AIM OF THE TASK: Write out the listing below line for line, leaving out the pictures.

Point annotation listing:
= = = = = = =

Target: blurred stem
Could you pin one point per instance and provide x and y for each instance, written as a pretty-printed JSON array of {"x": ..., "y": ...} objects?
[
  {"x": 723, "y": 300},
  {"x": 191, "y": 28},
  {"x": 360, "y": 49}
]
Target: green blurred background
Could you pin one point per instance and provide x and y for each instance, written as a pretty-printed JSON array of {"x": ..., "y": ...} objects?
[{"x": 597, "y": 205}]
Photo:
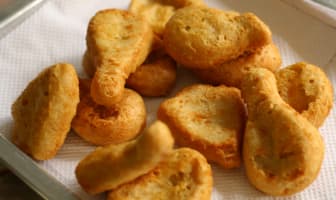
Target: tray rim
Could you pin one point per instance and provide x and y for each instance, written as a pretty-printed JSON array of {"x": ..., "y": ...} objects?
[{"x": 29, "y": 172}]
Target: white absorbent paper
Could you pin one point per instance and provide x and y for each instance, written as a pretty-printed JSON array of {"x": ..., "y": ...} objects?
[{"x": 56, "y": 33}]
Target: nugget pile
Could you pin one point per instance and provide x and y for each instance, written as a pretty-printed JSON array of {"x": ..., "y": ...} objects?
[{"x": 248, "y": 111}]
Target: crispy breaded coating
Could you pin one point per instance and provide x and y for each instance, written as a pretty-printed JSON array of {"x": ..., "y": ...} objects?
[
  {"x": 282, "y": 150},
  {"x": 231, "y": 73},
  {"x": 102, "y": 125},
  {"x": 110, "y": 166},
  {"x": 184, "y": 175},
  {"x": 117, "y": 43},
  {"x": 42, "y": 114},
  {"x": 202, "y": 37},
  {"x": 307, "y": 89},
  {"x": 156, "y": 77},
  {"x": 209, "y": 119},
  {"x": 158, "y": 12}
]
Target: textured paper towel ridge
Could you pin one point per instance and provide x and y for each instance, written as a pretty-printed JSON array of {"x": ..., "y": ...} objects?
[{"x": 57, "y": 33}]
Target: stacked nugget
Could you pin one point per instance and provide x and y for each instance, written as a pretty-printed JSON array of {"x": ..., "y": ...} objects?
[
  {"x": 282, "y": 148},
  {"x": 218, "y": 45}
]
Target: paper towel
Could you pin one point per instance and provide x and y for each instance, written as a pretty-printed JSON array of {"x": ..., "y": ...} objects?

= = = = = = =

COMPLETED EXERCISE:
Target: blurred stem
Could you pin one point per instance and provide x and y for each instance, written as a pretty-printed JSON array of {"x": ..., "y": ...} objects?
[
  {"x": 723, "y": 300},
  {"x": 191, "y": 28},
  {"x": 360, "y": 49}
]
Target: green blurred background
Could you pin one point per instance and provide x and y for each instance, written as a pretty-printed JSON array of {"x": ..., "y": ...} objects?
[{"x": 597, "y": 205}]
Photo:
Target: tray rim
Could you pin one point per instance and provide x and y for each instance, written as a pretty-printed JSON array of {"x": ..., "y": ...} objects?
[{"x": 29, "y": 172}]
Target: white absorbent paper
Could you pin one point per instance and provide x and y for each instance, written as a pretty-printed JSON array of {"x": ..., "y": ...} objects?
[{"x": 56, "y": 33}]
Target: nugget pile
Could you pin one point per instance and provide x and y for each instance, written as a pretty-printed JSON array of {"x": ..., "y": ...} objects?
[{"x": 248, "y": 111}]
Target: crispy breaded coating
Could you pin one point per instance and provide x and y for each instance, written as a pretty-printed JSON array of {"x": ..., "y": ...} objects?
[
  {"x": 282, "y": 150},
  {"x": 231, "y": 73},
  {"x": 102, "y": 125},
  {"x": 110, "y": 166},
  {"x": 184, "y": 175},
  {"x": 117, "y": 43},
  {"x": 42, "y": 114},
  {"x": 202, "y": 37},
  {"x": 307, "y": 89},
  {"x": 156, "y": 77},
  {"x": 209, "y": 119},
  {"x": 158, "y": 12}
]
Target: textured paper towel ridge
Could you pin one point per instance and provide x and y for each instance, written as a pretty-printed JSON array of {"x": ..., "y": ...} objects?
[{"x": 57, "y": 33}]
Target: stacked nugget
Could you pin one point per instance and provide x and y for each instance, written as a pretty-printed JSON array of {"x": ..., "y": ...} objects?
[
  {"x": 282, "y": 148},
  {"x": 218, "y": 45}
]
Target: paper towel
Could you pin one point per instance and provide x and y for each instance, written as a pretty-printed JSON array of {"x": ..., "y": ...} objects?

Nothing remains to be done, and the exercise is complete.